# `Text.POS`
[🔗](https://github.com/kipcole9/text/blob/v0.5.0/lib/pos.ex#L1)

Part-of-speech tagging via [Bumblebee](https://hex.pm/packages/bumblebee).

Exposes `tag/2` which assigns a part-of-speech label
(`:noun`, `:verb`, `:adj`, …) to every word in an input sentence.
Backed by a pre-trained transformer loaded through Bumblebee's
`token_classification/3` serving — the default model is
[`vblagoje/bert-english-uncased-finetuned-pos`](https://huggingface.co/vblagoje/bert-english-uncased-finetuned-pos),
trained on the OntoNotes 5.0 / Penn Treebank tag set.

### Optional dependency

POS tagging requires the `:bumblebee` and (recommended) `:exla`
Hex packages. They are declared as optional dependencies of
`:text`; add them to your application's `mix.exs` to enable this
module:

    {:bumblebee, "~> 0.6"},
    {:exla, "~> 0.9"}

Without `:bumblebee`, calling `tag/2` raises with a clear "add
these to your deps" message.

### Cold start and caching

The first call to `tag/2` downloads the model (~440 MB for the
default English model) from Hugging Face, traces the inference
graph, and compiles it under EXLA. Subsequent calls hit a cached
`Nx.Serving` in `:persistent_term` and run in single-digit
milliseconds.

**Information given:**
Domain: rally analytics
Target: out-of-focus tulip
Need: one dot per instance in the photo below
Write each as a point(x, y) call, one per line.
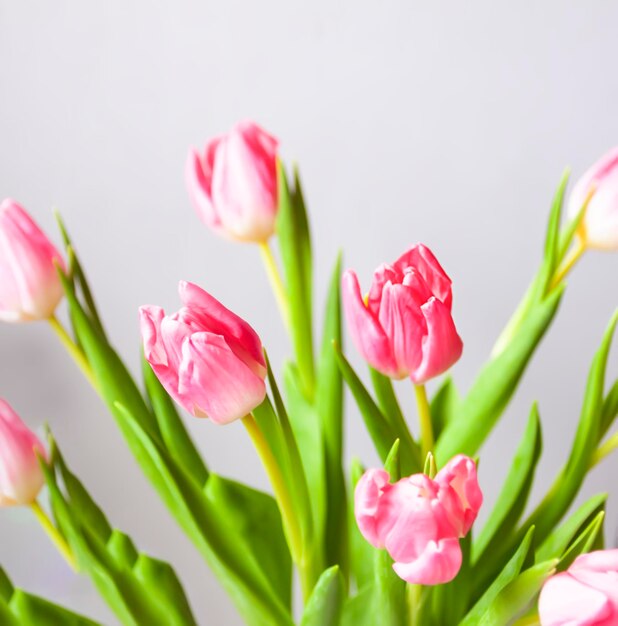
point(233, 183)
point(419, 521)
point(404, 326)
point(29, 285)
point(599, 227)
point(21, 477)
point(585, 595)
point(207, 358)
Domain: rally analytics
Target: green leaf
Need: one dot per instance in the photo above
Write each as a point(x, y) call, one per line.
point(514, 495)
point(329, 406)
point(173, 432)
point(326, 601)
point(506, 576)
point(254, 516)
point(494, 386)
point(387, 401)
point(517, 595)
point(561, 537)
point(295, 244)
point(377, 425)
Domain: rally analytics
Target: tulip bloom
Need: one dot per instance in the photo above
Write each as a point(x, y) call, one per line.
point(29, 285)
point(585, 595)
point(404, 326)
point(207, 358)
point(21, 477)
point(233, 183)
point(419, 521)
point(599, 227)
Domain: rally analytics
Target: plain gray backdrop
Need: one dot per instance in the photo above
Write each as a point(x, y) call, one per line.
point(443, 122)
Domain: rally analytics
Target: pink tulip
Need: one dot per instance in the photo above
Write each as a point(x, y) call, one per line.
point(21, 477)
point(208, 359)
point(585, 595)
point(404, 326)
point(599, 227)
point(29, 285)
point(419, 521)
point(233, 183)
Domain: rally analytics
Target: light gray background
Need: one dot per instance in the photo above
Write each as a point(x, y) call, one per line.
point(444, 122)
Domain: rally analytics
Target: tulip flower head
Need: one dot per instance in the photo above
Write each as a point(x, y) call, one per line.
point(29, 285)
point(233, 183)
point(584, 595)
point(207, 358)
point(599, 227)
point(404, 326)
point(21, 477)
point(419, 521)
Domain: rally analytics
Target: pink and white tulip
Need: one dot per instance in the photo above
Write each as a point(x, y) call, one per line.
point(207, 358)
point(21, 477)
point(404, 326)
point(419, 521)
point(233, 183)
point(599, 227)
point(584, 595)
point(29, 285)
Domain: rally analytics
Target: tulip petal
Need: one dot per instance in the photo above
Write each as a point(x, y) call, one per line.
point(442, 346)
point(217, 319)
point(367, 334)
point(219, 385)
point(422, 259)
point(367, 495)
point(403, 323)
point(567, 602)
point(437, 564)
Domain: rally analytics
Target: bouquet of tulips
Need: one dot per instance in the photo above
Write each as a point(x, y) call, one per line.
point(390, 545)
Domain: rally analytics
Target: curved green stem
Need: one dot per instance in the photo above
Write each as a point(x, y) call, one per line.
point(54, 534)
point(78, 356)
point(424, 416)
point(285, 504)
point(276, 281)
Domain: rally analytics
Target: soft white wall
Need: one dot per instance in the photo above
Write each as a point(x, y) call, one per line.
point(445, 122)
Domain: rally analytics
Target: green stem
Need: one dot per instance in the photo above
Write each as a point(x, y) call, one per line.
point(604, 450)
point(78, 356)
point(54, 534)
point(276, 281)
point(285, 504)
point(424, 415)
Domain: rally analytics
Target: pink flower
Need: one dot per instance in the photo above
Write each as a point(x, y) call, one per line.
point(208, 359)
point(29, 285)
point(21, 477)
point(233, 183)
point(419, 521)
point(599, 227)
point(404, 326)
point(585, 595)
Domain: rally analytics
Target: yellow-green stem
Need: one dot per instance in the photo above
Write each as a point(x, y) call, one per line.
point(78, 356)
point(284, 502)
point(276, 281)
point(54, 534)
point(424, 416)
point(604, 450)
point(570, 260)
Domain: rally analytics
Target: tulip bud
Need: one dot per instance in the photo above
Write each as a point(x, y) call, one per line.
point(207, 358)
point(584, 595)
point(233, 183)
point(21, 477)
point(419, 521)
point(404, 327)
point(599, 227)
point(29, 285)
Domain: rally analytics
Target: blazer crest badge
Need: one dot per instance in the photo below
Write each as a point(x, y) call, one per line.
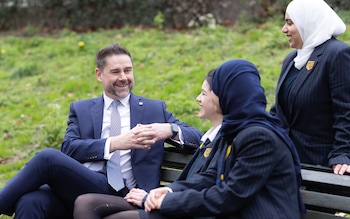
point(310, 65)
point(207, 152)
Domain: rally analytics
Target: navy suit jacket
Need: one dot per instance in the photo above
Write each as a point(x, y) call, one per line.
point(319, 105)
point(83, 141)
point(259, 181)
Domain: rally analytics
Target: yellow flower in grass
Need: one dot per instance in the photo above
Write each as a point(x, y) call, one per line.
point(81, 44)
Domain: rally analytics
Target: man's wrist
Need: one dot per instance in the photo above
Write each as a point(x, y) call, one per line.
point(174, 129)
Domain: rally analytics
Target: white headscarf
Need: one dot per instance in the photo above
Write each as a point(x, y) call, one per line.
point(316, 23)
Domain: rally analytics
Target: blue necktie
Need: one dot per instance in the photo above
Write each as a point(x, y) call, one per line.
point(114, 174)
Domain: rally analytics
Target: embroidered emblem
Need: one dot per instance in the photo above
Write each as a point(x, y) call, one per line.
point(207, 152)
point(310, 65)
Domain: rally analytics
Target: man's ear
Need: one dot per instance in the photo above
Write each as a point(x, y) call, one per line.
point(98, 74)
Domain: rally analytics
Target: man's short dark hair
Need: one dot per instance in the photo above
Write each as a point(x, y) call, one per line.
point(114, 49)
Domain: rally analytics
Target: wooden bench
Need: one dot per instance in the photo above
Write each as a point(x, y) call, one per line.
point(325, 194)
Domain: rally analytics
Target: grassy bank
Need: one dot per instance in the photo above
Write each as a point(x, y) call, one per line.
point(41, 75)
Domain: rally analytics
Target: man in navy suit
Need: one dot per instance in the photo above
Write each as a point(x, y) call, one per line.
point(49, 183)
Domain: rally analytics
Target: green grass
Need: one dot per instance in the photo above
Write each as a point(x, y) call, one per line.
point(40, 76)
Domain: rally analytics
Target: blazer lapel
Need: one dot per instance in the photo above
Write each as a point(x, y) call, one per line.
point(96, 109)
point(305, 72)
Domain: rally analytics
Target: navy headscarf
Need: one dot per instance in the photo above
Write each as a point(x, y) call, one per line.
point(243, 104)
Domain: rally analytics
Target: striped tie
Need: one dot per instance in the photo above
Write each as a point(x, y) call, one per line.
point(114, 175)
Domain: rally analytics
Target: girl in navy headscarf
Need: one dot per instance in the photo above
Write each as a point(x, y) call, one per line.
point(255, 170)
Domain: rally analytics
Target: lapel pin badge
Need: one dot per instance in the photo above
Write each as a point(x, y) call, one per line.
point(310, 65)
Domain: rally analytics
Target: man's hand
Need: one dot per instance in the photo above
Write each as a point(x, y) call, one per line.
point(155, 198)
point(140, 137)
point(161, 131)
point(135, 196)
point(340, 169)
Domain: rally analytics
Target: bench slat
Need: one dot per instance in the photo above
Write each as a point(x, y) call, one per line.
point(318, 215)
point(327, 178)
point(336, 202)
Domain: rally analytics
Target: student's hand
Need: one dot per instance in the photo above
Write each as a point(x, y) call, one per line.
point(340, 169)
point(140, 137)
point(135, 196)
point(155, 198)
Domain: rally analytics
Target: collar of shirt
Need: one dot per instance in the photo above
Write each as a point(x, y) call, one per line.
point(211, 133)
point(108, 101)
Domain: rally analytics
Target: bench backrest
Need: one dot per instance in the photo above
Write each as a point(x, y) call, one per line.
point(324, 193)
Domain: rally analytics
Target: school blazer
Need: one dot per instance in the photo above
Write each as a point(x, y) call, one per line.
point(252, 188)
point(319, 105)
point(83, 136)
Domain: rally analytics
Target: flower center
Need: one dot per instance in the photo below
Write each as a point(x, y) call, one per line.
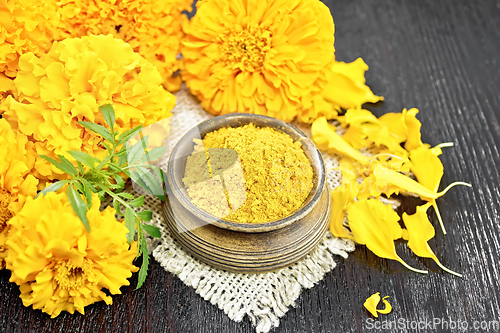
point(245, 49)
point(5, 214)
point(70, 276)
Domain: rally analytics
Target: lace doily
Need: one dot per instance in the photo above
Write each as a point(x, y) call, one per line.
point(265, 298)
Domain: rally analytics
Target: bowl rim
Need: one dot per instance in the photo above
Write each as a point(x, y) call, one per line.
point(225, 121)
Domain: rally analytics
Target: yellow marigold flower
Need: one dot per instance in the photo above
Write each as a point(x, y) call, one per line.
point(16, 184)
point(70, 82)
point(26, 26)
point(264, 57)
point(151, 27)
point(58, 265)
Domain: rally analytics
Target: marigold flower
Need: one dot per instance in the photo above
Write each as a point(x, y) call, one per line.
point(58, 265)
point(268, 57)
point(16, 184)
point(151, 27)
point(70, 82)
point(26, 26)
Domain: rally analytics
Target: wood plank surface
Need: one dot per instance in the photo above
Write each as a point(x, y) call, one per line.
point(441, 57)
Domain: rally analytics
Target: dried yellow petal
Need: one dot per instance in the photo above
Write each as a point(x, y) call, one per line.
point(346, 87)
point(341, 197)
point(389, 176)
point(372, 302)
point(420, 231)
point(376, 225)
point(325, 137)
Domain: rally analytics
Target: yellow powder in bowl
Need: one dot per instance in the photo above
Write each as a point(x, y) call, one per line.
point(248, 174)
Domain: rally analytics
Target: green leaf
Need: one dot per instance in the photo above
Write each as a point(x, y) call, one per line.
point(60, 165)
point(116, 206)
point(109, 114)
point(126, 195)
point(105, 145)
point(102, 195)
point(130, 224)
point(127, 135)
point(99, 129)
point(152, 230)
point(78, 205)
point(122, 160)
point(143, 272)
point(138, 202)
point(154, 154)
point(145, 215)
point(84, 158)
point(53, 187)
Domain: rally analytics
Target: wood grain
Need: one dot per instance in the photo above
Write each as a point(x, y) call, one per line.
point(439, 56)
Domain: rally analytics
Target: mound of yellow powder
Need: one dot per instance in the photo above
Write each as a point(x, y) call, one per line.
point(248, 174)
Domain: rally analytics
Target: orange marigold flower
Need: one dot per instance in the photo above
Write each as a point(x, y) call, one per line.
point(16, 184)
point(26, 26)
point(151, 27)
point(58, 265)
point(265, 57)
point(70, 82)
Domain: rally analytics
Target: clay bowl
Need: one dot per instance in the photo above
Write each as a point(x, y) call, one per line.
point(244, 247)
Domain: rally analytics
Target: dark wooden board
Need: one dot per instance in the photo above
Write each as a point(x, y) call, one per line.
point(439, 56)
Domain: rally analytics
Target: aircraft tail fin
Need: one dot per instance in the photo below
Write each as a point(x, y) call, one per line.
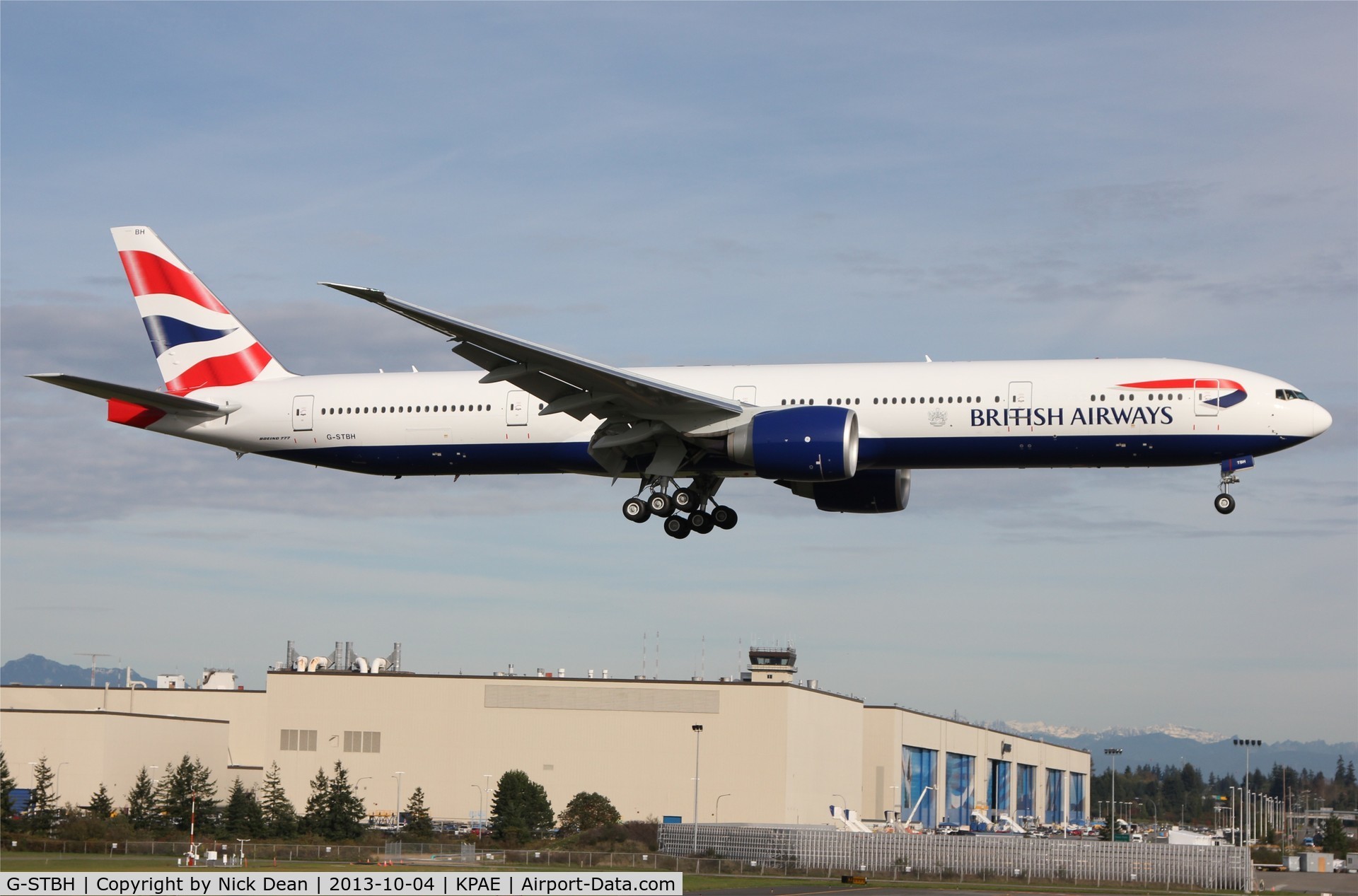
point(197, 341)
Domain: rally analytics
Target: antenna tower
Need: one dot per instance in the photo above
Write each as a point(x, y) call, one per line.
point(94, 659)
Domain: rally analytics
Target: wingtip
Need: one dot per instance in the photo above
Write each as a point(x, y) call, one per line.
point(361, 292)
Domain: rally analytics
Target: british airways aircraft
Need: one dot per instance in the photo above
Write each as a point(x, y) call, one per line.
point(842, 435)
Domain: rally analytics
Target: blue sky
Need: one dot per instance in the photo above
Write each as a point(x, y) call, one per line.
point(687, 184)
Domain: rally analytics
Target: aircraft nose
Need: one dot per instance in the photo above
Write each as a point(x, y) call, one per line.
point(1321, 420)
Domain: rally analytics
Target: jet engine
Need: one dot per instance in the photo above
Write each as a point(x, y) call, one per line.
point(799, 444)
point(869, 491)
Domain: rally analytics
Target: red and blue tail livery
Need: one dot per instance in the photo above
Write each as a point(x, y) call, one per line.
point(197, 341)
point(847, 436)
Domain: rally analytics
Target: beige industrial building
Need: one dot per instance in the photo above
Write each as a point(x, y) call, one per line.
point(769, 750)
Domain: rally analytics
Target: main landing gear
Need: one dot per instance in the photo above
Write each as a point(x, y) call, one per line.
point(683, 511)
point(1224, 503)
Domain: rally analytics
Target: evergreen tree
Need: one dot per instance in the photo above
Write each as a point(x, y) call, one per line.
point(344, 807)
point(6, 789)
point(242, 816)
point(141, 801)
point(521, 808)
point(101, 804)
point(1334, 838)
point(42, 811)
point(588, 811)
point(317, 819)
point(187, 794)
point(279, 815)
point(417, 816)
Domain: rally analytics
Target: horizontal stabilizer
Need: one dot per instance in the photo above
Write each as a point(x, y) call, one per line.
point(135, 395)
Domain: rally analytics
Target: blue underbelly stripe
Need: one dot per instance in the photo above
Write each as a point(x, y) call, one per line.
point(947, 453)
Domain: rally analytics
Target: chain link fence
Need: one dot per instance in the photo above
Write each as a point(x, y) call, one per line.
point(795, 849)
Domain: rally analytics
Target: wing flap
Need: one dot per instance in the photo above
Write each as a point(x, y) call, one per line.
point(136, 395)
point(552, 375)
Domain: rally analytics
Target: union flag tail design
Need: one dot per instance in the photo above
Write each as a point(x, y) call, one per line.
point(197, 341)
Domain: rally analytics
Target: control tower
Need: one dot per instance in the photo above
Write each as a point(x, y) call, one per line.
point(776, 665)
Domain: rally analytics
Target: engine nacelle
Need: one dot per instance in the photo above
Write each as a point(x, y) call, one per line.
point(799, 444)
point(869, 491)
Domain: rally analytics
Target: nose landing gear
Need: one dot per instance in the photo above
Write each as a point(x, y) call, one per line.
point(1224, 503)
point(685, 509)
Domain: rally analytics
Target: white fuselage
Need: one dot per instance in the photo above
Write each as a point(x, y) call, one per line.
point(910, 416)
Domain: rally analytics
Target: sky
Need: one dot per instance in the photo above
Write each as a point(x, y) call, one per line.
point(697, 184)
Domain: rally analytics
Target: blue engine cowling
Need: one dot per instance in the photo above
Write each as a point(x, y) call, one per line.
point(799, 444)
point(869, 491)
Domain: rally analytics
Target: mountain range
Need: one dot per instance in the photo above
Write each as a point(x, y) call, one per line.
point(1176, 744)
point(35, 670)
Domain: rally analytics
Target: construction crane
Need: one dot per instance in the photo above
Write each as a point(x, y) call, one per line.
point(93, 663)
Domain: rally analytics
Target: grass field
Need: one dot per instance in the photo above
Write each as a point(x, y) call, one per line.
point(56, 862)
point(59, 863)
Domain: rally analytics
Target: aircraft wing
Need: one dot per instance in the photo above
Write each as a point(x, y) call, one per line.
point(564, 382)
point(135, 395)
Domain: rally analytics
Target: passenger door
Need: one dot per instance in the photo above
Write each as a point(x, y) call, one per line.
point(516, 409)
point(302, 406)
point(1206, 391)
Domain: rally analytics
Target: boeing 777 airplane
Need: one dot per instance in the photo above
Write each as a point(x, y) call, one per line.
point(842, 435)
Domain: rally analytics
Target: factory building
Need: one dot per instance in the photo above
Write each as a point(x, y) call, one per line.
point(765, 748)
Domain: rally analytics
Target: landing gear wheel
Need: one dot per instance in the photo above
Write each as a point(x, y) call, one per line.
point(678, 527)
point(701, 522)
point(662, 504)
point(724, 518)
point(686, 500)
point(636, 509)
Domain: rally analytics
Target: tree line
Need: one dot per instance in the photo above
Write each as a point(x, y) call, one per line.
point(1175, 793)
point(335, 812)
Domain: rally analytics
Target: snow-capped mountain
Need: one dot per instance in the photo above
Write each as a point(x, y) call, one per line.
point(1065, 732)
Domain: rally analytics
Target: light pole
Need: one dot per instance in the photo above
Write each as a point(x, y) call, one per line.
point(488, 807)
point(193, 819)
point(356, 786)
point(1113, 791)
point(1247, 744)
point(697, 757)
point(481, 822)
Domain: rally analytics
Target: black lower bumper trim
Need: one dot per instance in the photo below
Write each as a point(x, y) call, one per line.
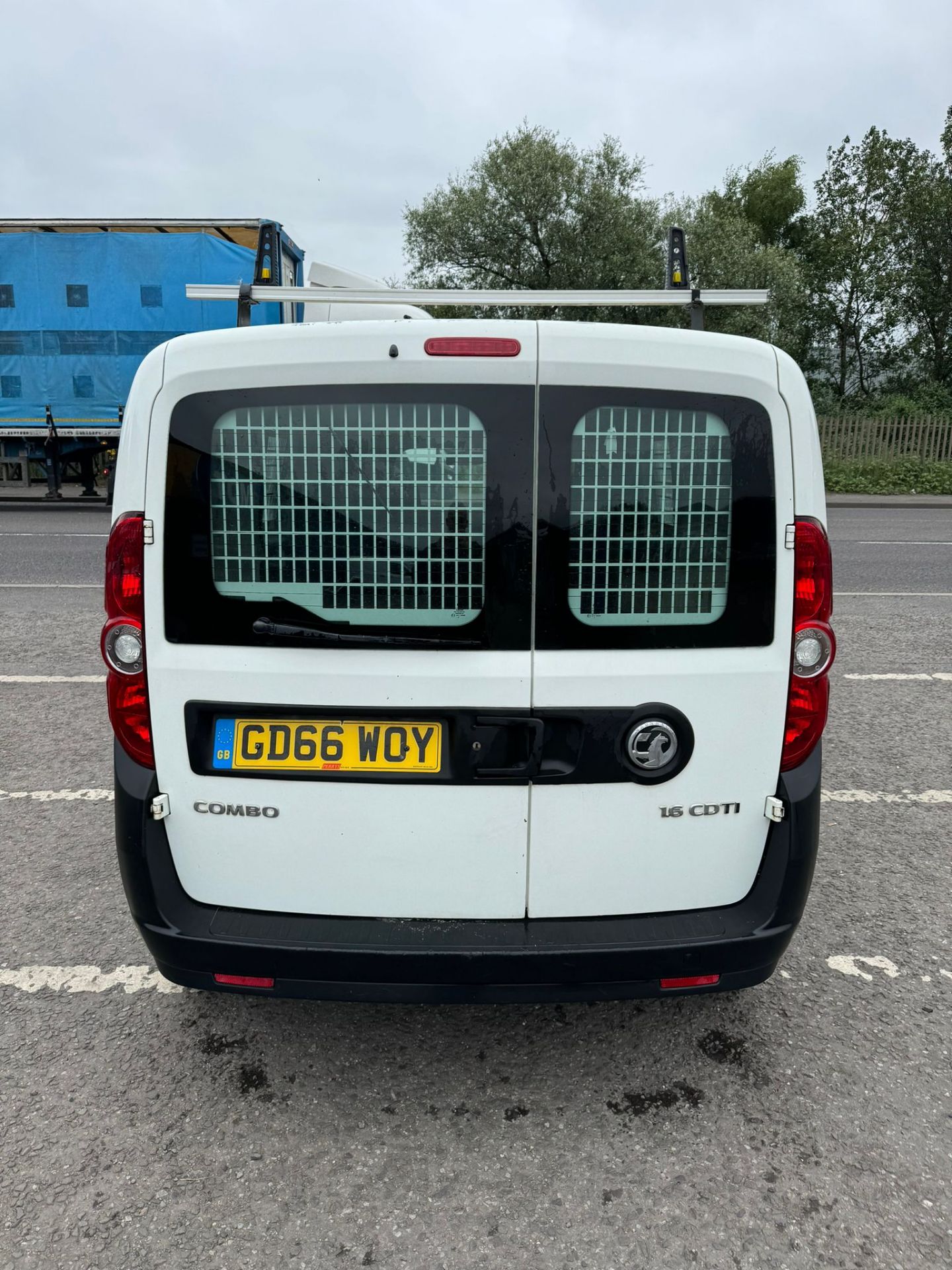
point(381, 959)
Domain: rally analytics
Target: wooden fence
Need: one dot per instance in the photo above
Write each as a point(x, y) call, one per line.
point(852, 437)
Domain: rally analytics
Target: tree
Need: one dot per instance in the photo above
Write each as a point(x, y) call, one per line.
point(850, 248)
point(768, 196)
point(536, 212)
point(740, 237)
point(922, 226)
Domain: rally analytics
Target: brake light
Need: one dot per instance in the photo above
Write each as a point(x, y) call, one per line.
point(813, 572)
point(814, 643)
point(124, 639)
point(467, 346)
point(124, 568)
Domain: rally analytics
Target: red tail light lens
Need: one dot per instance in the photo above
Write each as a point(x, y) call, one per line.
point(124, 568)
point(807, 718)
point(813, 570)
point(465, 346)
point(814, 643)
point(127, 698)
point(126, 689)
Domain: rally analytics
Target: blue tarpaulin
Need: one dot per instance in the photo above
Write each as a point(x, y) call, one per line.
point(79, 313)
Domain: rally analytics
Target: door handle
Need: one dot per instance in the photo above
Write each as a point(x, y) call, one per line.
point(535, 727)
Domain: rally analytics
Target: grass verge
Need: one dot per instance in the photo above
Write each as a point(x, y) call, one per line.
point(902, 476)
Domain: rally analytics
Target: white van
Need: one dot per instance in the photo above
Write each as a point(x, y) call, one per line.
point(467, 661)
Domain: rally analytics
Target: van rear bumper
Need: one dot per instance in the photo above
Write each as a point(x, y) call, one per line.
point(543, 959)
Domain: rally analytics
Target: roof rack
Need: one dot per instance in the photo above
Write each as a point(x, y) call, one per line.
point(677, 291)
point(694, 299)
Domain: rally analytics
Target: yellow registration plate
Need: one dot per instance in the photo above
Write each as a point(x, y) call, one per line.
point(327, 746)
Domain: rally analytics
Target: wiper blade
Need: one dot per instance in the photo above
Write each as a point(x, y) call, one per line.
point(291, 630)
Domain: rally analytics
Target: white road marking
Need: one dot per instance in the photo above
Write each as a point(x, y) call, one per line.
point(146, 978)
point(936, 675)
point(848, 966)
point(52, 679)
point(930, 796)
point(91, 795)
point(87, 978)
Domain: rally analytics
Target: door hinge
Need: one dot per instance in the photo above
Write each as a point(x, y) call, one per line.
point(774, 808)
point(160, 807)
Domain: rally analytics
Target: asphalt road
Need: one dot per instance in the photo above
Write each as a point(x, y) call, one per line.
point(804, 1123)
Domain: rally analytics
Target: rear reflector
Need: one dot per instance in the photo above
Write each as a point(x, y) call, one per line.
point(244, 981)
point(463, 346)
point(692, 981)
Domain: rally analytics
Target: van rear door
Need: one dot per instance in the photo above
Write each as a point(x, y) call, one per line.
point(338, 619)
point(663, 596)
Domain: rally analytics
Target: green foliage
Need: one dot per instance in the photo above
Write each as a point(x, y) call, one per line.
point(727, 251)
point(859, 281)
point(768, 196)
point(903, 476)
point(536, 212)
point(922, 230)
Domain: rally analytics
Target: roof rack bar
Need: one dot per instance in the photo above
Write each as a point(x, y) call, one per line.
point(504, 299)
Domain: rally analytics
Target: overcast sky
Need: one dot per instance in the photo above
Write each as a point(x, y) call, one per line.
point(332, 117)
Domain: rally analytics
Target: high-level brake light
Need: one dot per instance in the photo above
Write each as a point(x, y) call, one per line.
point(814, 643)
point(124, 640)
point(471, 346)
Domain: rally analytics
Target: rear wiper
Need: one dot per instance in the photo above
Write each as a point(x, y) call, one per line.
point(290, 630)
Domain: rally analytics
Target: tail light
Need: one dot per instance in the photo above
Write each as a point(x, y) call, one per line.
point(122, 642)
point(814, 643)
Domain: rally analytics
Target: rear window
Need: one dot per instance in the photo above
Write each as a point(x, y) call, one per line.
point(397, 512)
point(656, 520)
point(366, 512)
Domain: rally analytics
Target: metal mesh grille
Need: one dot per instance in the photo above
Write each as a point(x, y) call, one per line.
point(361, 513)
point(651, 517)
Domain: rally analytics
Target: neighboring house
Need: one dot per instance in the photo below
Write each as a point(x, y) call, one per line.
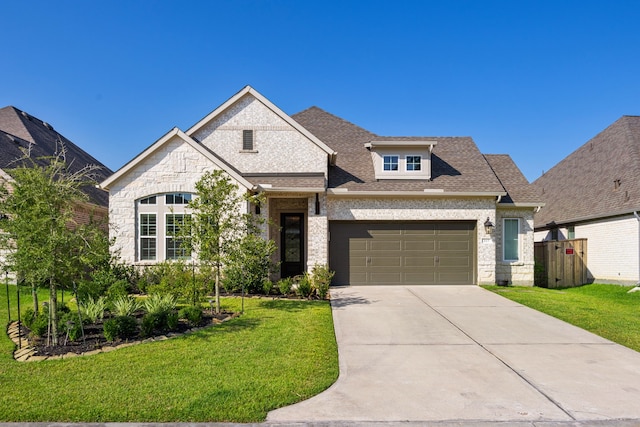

**Problem details:**
Reproduce the portion of the part-of-speech tagging page that opens with the words "Part-of-speech tagging via" and closes with "an input sentence.", renaming "sentence" to "passage".

**Answer to this exercise:**
Part-of-speech tagging via [Bumblebee](https://hex.pm/packages/bumblebee).

Exposes `tag/2` which assigns a part-of-speech label
(`:noun`, `:verb`, `:adj`, …) to every word in an input passage.